The task => Carry on the letter about glyphosate spraying from its last sentence.

Extract provided =>
..............................

“And the glyphosate keeps marching on”
To the Expositor:
I was encouraged to read about the Traditional Ecological Knowledge Elders pushing back about aerial glyphosate spraying in The Expositor August 21 edition. However, this optimism was short lived.
Since then, in just a week’s span, there have been three separate incidences exemplifying of how much this carcinogenic and ecologically destructive compound are still pervasive in our environment.
First, I had a lovely visit from my nephew. He has worked for a major nationwide reforestation (aka tree planting) company. Sounds completely positive. However, this industry has a dark side. The year before tree planters go into their various locations across Canada, these locations are aerial sprayed with glyphosate to kill off the deciduous trees that would compete with the ‘cash crop’ of coniferous trees. This is exactly what the TEK Elders are fighting and another gentleman, Joel Theriault, a Northern Ontario bush pilot, of “Stop the Spray.” Our northern forest locations literally get annual glyphosate rain.

..............................

[Free-text descriptions of objects]
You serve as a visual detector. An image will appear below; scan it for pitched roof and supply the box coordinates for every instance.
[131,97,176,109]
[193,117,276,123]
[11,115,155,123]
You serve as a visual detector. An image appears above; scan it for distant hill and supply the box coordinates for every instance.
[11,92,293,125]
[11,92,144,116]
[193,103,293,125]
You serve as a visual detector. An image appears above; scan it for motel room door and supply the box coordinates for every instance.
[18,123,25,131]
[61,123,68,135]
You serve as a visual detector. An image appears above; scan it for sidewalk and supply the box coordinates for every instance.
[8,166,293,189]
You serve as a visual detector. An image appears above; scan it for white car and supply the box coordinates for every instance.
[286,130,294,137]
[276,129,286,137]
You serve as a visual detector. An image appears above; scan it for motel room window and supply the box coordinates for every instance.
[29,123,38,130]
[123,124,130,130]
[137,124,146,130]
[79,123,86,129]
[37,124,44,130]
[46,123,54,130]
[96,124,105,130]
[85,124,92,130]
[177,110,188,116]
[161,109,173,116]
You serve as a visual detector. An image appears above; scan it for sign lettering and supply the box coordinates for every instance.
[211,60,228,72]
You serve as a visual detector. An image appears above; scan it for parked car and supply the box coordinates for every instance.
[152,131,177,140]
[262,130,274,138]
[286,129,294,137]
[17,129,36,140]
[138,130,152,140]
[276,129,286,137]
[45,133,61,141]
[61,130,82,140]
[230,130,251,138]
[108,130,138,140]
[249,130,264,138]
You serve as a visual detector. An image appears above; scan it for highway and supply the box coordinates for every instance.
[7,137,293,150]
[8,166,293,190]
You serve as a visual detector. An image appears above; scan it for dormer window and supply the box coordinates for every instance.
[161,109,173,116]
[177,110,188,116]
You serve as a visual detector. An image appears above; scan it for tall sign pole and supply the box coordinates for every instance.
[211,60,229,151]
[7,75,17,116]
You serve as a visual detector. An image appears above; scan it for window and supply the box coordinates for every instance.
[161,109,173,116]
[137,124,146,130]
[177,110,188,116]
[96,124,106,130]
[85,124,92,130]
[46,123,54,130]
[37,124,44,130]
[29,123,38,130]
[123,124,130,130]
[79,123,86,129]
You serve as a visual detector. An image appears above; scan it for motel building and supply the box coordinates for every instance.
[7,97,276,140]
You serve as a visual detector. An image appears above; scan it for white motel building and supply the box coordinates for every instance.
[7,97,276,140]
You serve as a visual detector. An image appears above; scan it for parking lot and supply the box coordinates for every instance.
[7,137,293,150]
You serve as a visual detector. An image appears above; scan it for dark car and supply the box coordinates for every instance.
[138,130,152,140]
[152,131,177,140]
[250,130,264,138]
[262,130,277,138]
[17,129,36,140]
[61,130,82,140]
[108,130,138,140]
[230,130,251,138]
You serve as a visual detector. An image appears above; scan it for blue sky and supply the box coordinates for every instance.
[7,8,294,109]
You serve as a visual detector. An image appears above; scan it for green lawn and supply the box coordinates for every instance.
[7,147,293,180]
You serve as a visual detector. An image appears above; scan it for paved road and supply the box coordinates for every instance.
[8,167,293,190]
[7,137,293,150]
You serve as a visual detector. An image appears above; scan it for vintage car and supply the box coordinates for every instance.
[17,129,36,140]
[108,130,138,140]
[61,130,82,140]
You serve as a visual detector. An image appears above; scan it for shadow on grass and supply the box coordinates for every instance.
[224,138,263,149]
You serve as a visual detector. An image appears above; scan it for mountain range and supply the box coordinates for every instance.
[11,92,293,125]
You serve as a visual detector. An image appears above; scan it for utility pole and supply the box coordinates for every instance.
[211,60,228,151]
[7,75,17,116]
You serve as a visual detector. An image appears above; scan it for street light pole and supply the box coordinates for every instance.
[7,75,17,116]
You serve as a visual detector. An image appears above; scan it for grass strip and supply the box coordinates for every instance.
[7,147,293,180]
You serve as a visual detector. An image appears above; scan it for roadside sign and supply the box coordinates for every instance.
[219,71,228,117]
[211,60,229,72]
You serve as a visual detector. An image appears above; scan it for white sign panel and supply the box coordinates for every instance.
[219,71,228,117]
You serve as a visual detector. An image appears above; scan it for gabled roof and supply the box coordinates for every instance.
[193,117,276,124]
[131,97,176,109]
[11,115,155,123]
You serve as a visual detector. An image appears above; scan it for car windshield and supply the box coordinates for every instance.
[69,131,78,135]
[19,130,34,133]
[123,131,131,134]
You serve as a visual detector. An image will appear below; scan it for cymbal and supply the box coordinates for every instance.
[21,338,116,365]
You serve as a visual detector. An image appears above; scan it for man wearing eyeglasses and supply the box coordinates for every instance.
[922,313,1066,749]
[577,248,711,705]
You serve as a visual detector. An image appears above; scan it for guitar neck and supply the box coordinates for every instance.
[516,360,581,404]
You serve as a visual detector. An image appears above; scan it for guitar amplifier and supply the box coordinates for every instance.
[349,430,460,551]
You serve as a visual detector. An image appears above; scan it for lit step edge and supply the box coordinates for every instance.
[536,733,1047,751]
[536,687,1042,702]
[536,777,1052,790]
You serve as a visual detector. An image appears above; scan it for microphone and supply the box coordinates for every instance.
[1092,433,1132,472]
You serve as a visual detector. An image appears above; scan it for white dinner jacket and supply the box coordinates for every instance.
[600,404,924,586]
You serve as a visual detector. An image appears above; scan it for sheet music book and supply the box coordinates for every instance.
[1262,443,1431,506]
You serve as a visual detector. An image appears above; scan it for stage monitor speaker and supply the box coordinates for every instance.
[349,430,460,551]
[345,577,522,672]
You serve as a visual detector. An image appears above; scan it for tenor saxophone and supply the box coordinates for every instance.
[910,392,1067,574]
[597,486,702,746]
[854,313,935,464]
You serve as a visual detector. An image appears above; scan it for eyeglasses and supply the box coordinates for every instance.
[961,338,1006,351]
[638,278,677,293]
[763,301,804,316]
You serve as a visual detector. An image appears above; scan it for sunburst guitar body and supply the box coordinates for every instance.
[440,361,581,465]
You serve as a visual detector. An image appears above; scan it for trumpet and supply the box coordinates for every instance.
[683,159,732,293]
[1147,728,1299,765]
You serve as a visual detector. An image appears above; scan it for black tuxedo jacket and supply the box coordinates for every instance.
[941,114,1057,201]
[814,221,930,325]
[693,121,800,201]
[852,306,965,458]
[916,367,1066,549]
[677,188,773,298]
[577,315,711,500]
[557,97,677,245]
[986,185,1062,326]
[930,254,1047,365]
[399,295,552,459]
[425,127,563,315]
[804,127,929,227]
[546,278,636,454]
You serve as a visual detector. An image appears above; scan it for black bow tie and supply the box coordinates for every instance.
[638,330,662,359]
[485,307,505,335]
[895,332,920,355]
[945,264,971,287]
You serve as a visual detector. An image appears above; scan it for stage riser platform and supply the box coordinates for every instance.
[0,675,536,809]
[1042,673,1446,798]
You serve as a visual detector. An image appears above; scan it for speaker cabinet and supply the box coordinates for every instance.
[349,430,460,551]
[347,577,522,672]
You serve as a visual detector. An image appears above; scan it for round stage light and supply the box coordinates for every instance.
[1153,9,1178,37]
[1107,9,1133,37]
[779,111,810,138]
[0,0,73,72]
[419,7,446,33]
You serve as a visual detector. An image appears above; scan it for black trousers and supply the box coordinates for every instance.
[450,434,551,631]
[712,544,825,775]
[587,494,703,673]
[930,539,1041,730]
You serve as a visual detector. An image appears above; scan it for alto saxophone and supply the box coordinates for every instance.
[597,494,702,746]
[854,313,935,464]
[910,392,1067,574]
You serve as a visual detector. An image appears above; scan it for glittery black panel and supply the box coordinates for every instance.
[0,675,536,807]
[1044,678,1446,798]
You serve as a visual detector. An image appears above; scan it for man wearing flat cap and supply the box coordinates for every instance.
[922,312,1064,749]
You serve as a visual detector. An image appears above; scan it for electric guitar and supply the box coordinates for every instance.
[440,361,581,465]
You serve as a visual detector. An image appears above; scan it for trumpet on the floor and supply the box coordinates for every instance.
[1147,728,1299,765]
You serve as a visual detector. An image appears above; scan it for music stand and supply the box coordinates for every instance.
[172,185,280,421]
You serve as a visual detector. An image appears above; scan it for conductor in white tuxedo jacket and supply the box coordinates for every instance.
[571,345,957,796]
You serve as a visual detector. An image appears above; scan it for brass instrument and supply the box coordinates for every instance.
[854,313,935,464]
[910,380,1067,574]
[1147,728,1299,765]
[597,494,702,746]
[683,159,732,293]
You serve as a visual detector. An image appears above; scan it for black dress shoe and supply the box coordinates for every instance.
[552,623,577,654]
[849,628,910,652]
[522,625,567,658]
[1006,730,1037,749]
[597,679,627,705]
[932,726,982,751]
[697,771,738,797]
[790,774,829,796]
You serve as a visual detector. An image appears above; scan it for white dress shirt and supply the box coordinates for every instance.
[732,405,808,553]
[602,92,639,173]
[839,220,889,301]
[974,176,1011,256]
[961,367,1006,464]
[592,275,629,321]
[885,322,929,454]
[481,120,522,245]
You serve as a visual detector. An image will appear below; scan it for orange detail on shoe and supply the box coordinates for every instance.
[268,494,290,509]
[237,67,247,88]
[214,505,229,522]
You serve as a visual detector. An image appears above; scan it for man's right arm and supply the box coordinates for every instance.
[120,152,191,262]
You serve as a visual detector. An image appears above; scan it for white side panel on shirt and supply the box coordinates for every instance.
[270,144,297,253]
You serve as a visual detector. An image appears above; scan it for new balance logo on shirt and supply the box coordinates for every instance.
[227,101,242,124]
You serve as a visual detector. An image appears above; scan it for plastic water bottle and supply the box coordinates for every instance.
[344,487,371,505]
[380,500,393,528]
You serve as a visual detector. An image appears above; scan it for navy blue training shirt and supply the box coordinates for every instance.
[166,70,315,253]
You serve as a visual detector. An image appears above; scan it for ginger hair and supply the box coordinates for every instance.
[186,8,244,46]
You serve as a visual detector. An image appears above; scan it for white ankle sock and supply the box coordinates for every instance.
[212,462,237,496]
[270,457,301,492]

..............................

Written answer =>
Second, EMCOM, under the orders of our provincial MTO, sprayed the ditches of the east end of the Island with a glyphosate compound. Of particular note, I noticed all the plastic ‘pesticide’ signs located right around Big Lake and near an Amish garden plot. Interestingly, this stretch of Hwy 542 was not marked on their map when asked to have access to it several times (and only receiving it via another concerned taxpayer). Take note: The same company will be repeating another round of glyphosate spray in our ditches in another one to two weeks. However, transparency and forthcoming information from both EMCOM and the MTO is rather difficult. Again, this is our taxpaying dollars that is funding the wide dispersement of these chemicals that simply do not degrade in a day (soil half-life is from 2-197 days and water half-life is 2-91 days).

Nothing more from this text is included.